Selection »
Historic cemetery in Massachusetts, United States

Pittsfield Cemetery is a historic cemetery at 203 Wahconah Street in Pittsfield, Massachusetts. Established in 1850, it is good example of a rural cemetery and is the resting ground of many prominent Pittsfield residents with a number of architecturally significant elements. It also houses a number of Pittsfield's earliest burials which were relocated here from a cemetery near the city center. The cemetery was listed on the National Register of Historic Places in 2007.

==Description==
Pittsfield Cemetery is located north of downtown Pittsfield, on 142 acre west of Wahconah Street. This land includes a largely undeveloped tract between Onota Street and Valentine Road. The area between Wahconah Street and Onota Street is about 83 acre, and is the area that was laid out in 1850. Laid out in the fashionable rural cemetery style, the cemetery features winding lanes for circulation, and plantings of specimen trees.

Things to do »
[1] According to the passage on Pittsfield Cemetery, what year was the cemetery established?
[2] Carry the Pittsfield Cemetery passage forward from its last sentence.

Data excerpt »
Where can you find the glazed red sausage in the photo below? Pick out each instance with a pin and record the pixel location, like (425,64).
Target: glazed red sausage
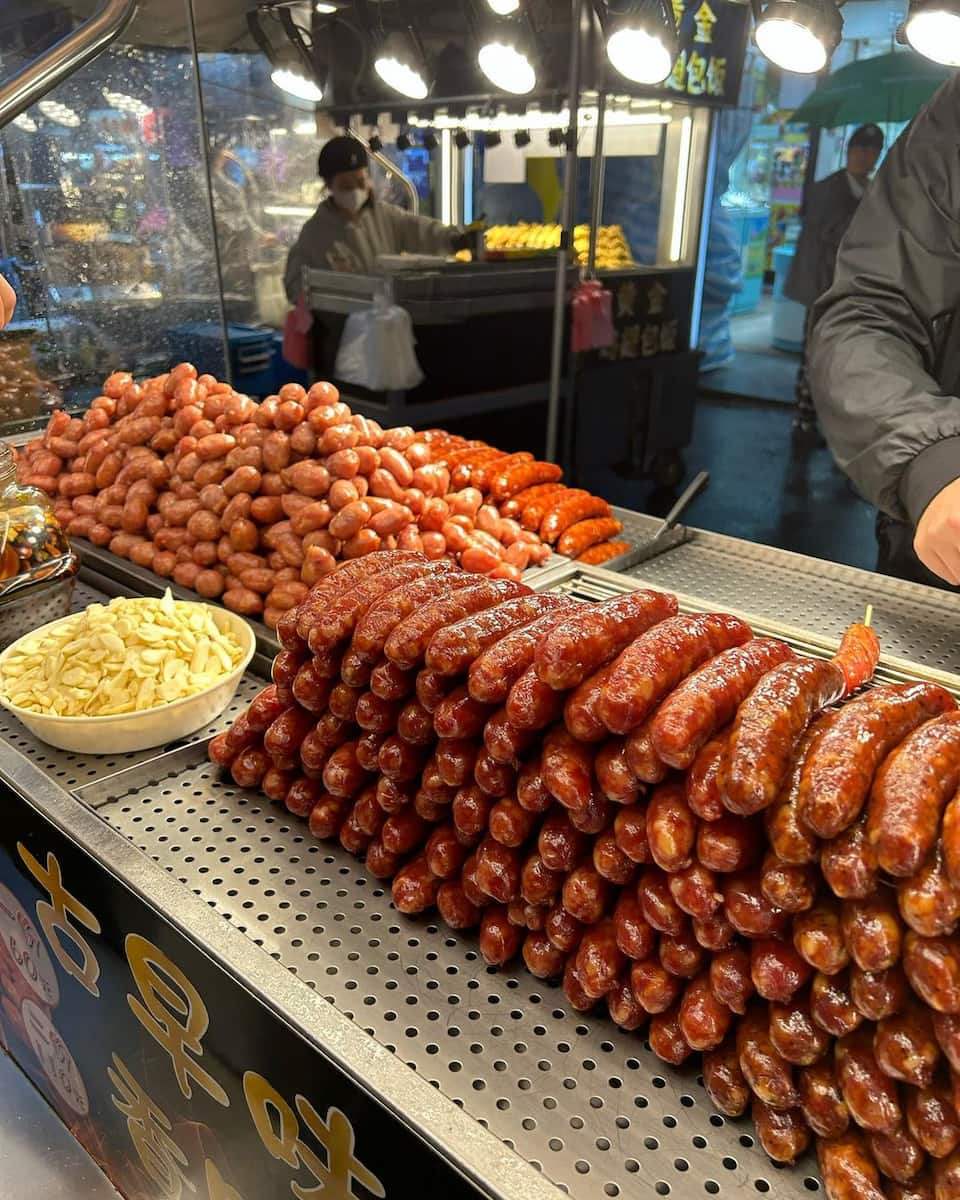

Written answers »
[1] 1850

[2]
The easternmost area of the cemetery, between Onota Brook and Wahconah Street, is an entry area with no burial sites. It includes the entrance arch, a two-story superintendent's house, and the Calvin Memorial Chapel. A structure originally built as a receiving tomb has been converted into a crematorium.

==History==
The cemetery was initially laid out in 1850 prompted by the city's growing population and because Pittsield's principal burying ground at North and East Streets was full. Although the cemetery started without much fanfare or styling in 1850, over the next 100 years it acquired a number of interesting elements. Funds for the Allen Memorial Arch and Main Gate were donated in 1885 by Thomas Allen Jr., and provide an imposing entry to the facility. A memorial to Allen elsewhere in the cemetery is believed to be the largest piece of red granite in the world. In 1900 the chapel was dedicated. In the 1930s cemetery officials added the Superintendent's Cottage and a Maintenance Garage. As the cemetery grew in the 1910s, the noted Olmsted Brothers landscape firm was retained to plan the layout of new sections of the cemetery.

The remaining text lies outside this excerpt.